-- Start Recorded information --
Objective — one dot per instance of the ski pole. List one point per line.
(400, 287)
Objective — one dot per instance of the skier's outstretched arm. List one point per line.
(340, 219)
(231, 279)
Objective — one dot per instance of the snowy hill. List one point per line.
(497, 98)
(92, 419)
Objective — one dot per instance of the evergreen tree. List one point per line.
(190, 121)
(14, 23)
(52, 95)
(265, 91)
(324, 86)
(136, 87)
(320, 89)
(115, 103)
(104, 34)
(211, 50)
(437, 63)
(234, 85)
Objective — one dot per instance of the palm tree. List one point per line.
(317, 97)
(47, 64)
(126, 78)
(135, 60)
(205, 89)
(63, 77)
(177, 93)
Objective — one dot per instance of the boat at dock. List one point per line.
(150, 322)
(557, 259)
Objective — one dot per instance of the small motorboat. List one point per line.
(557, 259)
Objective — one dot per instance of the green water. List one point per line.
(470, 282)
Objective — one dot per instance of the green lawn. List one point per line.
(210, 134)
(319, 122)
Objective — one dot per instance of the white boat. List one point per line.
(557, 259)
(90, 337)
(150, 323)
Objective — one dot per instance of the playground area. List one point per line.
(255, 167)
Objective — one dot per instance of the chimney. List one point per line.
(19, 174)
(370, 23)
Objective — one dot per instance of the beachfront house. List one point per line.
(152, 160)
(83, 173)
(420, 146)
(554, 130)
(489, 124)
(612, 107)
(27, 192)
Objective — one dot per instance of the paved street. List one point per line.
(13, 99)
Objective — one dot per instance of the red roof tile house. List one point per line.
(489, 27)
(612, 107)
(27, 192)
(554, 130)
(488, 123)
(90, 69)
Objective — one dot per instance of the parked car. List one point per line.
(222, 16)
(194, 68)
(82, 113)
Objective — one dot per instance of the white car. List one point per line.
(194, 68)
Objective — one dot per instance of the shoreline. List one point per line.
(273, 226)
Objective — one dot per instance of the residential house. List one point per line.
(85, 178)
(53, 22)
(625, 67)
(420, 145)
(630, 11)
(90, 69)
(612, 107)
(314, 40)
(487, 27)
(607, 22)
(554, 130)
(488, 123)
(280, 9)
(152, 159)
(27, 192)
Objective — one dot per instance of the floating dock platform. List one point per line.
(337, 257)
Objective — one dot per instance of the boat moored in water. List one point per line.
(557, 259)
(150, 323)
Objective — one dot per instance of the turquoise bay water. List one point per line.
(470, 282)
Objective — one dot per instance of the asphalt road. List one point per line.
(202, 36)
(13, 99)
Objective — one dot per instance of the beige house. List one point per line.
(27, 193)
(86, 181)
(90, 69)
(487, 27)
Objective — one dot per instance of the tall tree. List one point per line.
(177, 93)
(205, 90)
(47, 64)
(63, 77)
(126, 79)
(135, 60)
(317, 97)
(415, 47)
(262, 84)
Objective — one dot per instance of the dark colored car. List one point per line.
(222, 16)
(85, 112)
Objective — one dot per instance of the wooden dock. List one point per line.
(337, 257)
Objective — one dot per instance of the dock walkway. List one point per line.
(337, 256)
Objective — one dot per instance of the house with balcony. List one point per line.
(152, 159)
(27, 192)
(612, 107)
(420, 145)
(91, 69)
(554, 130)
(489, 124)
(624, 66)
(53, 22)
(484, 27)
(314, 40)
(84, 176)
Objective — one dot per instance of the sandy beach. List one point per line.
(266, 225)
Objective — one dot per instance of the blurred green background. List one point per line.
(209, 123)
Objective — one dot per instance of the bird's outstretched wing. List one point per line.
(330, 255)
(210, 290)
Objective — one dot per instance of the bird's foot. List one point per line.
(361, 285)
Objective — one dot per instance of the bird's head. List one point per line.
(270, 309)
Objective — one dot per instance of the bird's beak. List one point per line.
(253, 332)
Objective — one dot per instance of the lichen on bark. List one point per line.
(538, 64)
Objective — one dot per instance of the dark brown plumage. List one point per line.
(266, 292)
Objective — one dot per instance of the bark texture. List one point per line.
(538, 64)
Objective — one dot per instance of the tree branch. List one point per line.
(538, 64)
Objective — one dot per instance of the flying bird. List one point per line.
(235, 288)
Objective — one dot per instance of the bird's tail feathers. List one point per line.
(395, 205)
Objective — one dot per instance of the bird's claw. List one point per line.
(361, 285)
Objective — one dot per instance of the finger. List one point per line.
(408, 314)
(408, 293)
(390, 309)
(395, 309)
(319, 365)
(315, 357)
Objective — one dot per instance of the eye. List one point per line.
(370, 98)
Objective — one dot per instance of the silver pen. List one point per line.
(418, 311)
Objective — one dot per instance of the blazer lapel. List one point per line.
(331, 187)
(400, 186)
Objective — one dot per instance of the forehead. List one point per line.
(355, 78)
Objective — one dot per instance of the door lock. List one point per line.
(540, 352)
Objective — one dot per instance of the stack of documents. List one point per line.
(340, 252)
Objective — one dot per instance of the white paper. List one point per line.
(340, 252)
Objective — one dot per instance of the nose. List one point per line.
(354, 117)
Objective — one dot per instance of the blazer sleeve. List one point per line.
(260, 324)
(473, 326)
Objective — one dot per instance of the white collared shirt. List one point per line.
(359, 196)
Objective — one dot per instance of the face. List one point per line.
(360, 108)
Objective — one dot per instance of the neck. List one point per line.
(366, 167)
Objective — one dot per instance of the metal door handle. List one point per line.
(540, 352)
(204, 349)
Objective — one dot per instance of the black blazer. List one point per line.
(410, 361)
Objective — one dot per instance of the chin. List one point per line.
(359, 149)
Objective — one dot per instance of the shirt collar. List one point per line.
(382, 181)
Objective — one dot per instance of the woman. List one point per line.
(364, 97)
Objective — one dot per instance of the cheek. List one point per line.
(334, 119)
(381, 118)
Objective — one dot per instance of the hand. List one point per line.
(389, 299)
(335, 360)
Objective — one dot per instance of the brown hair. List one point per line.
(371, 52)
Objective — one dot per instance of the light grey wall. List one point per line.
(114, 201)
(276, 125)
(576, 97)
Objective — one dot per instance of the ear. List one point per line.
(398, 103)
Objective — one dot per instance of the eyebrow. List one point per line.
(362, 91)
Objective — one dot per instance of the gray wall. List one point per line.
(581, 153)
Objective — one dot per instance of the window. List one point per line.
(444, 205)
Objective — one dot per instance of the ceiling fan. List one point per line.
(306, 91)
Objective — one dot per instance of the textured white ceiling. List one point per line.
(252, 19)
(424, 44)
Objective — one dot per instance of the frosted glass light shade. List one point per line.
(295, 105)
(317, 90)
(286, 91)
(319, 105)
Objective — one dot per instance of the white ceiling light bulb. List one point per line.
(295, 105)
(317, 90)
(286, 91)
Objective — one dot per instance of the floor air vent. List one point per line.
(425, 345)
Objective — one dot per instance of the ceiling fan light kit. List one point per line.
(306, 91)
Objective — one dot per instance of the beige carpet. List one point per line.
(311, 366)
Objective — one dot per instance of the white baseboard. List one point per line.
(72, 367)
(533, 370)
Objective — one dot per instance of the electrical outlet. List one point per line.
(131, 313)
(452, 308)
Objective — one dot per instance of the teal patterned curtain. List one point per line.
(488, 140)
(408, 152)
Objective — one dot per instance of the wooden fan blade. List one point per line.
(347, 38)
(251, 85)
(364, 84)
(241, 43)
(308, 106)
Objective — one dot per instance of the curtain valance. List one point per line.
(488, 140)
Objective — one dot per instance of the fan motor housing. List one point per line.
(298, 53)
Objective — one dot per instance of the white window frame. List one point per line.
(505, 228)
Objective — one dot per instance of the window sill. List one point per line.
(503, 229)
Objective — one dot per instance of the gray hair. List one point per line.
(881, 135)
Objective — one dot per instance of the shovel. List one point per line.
-- End Recorded information --
[Instructions to follow] Reproduce each entry above exactly, keeping every word.

[Answer to the exercise]
Objective — one dot per instance of the ski pole. List one point per line.
(400, 287)
Objective — one dot per instance of the skier's outstretched arm. List one point per line.
(340, 219)
(231, 279)
Objective — one dot per instance of the snowy hill. List one point per line.
(497, 98)
(92, 419)
Objective — one dot per instance of the evergreen tree. List one point per line.
(190, 121)
(14, 23)
(52, 95)
(265, 91)
(324, 86)
(136, 87)
(320, 89)
(115, 103)
(104, 34)
(211, 50)
(437, 63)
(234, 85)
Objective — one dot per instance of the palm tree. List one point per line.
(317, 97)
(47, 64)
(126, 78)
(135, 60)
(205, 89)
(63, 77)
(177, 93)
Objective — one dot per instance of the boat at dock. List one point per line.
(150, 322)
(557, 259)
Objective — one dot per instance of the small motorboat. List one point per line.
(557, 259)
Objective — one dot per instance of the green water. List one point per line.
(470, 282)
Objective — one dot per instance of the green lawn. List one point per line.
(210, 134)
(319, 122)
Objective — one dot per instance of the white boat. List one point per line.
(557, 259)
(90, 337)
(150, 323)
Objective — one dot per instance of the playground area. List one point per line.
(255, 167)
Objective — one dot per instance of the chimney. List one point per line.
(19, 174)
(370, 23)
Objective — one dot per instance of the beachfront house. List one point per line.
(152, 160)
(83, 173)
(420, 146)
(554, 130)
(489, 124)
(612, 107)
(27, 192)
Objective — one dot per instance of the paved street. List one point per line.
(13, 99)
Objective — one dot per instance of the red roof tile house. List one point per line.
(489, 27)
(612, 107)
(27, 192)
(554, 130)
(488, 123)
(90, 69)
Objective — one dot per instance of the parked car. List one point per line.
(222, 16)
(194, 68)
(82, 113)
Objective — one dot per instance of the white car. List one point per line.
(194, 68)
Objective — one dot per instance of the shoreline. List one point per line.
(273, 226)
Objective — one dot per instance of the residential house. List one point per line.
(85, 178)
(53, 22)
(625, 67)
(420, 145)
(630, 11)
(90, 69)
(612, 107)
(314, 40)
(487, 27)
(607, 22)
(554, 130)
(488, 123)
(280, 9)
(152, 159)
(27, 192)
Objective — one dot per instance of the floating dock platform. List one point per line.
(337, 257)
Objective — one dot per instance of the boat moored in water. List one point per line.
(557, 259)
(150, 323)
Objective — one dot per instance of the turquoise bay water. List one point per line.
(470, 282)
Objective — one dot per instance of the asphalt road. List one point per line.
(202, 36)
(13, 99)
Objective — one dot per instance of the beige house. List one point per line.
(27, 193)
(86, 181)
(90, 69)
(487, 27)
Objective — one dot per instance of the tall tree. List one point per line.
(177, 93)
(205, 90)
(47, 64)
(63, 77)
(126, 79)
(135, 60)
(317, 97)
(415, 47)
(262, 84)
Objective — one dot per instance of the dark colored car. List one point per line.
(222, 16)
(85, 112)
Objective — one dot per instance of the wooden dock. List one point per line.
(337, 257)
Objective — one dot per instance of the dock walkway. List one point per line.
(337, 256)
Objective — one dot per instance of the house with balcony. List one point per line.
(152, 159)
(27, 192)
(612, 107)
(420, 145)
(91, 69)
(554, 130)
(489, 124)
(624, 66)
(53, 22)
(484, 27)
(314, 40)
(84, 176)
Objective — one dot per instance of the sandy beach. List one point per line.
(266, 225)
Objective — one dot per instance of the blurred green background. List one point per line.
(209, 123)
Objective — one dot per instance of the bird's outstretched wing. List one point per line.
(330, 255)
(210, 290)
Objective — one dot per instance of the bird's foot. List one point per line.
(361, 285)
Objective — one dot per instance of the bird's head. List one point per line.
(270, 309)
Objective — one dot per instance of the bird's beak. List one point per line.
(253, 332)
Objective — one dot per instance of the lichen on bark. List one point per line.
(538, 64)
Objective — one dot per instance of the dark brown plumage. List one point per line.
(266, 292)
Objective — one dot per instance of the bark texture. List one point per line.
(538, 64)
Objective — one dot per instance of the tree branch. List one point per line.
(538, 64)
Objective — one dot per instance of the flying bird. List one point per line.
(235, 288)
Objective — one dot per instance of the bird's tail feathers. List one point per line.
(395, 205)
Objective — one dot per instance of the bird's claw. List one point per line.
(361, 285)
Objective — one dot per instance of the finger. List one point per line.
(408, 314)
(408, 293)
(390, 309)
(395, 309)
(319, 365)
(315, 357)
Objective — one dot per instance of the eye. List one point per line.
(370, 98)
Objective — one dot per instance of the silver pen. List one point per line.
(418, 311)
Objective — one dot per instance of the blazer lapel. List one point per line.
(331, 187)
(400, 186)
Objective — one dot per instance of the forehead. List one point per line.
(355, 78)
Objective — one dot per instance of the door lock. List one point per line.
(540, 352)
Objective — one dot per instance of the stack of documents. List one point per line.
(340, 252)
Objective — one dot per instance of the white paper. List one point per line.
(340, 252)
Objective — one dot per instance of the nose. List one point per line.
(354, 117)
Objective — one dot per instance of the blazer sleeve. List one point per line.
(260, 324)
(473, 326)
Objective — one dot per instance of the white collared shirt. List one point per line.
(359, 196)
Objective — one dot per instance of the face. List one point per line.
(360, 108)
Objective — one dot per instance of the neck. List one point per line.
(366, 167)
Objective — one dot per instance of the metal door handle. List one point per line.
(540, 352)
(204, 349)
Objective — one dot per instance of the black blazer. List one point per line.
(410, 361)
Objective — one dot per instance of the chin. List one point per line.
(359, 149)
Objective — one dot per instance of the shirt collar. List one point per line.
(382, 181)
Objective — one dot per instance of the woman. List one point per line.
(364, 97)
Objective — one dot per instance of the cheek. List one point per line.
(334, 119)
(381, 118)
Objective — one dot per instance of the hand. List one point per line.
(389, 299)
(335, 360)
Objective — one dot per instance of the brown hair. List one point per line.
(371, 52)
Objective — one dot per instance of the light grey wall. List one point per line.
(114, 201)
(276, 125)
(576, 97)
Objective — one dot per instance of the ear. List one point per line.
(398, 103)
Objective — one dot per instance of the eyebrow. List one point per line.
(362, 91)
Objective — one dot per instance of the gray wall. List one point per line.
(581, 153)
Objective — one dot per instance of the window. List one point per line.
(444, 205)
Objective — one dot per instance of the ceiling fan. List one point per line.
(306, 91)
Objective — one dot per instance of the textured white ceiling. List one point per line.
(252, 19)
(424, 44)
Objective — one dot per instance of the frosted glass light shade. List one point per line.
(295, 105)
(317, 90)
(286, 91)
(319, 105)
Objective — one dot per instance of the white ceiling light bulb. List one point per line.
(295, 105)
(317, 90)
(286, 91)
Objective — one dot per instance of the floor air vent. List one point per line.
(425, 345)
Objective — one dot per instance of the ceiling fan light kit. List one point per line.
(306, 91)
Objective — one dot per instance of the beige carpet. List one point per line.
(311, 366)
Objective — one dot per instance of the white baseboard. List one point per line.
(72, 367)
(533, 370)
Objective — one dot per instance of the electrical outlet. List one point per line.
(131, 313)
(452, 308)
Objective — one dot per instance of the teal patterned curtain. List one point per line.
(488, 140)
(408, 152)
Objective — one dot per instance of the wooden fan blade. List one point per line.
(347, 38)
(251, 85)
(364, 84)
(241, 43)
(308, 106)
Objective — one dot per instance of the curtain valance. List one point per line.
(488, 140)
Objective — one dot per instance of the fan motor housing. List one point per line.
(298, 53)
Objective — one dot per instance of the white window frame. List one point per line.
(505, 228)
Objective — one dot per instance of the window sill. List one point per line.
(503, 229)
Objective — one dot per instance of the gray hair. List one point per line.
(881, 135)
Objective — one dot per instance of the shovel. List one point per line.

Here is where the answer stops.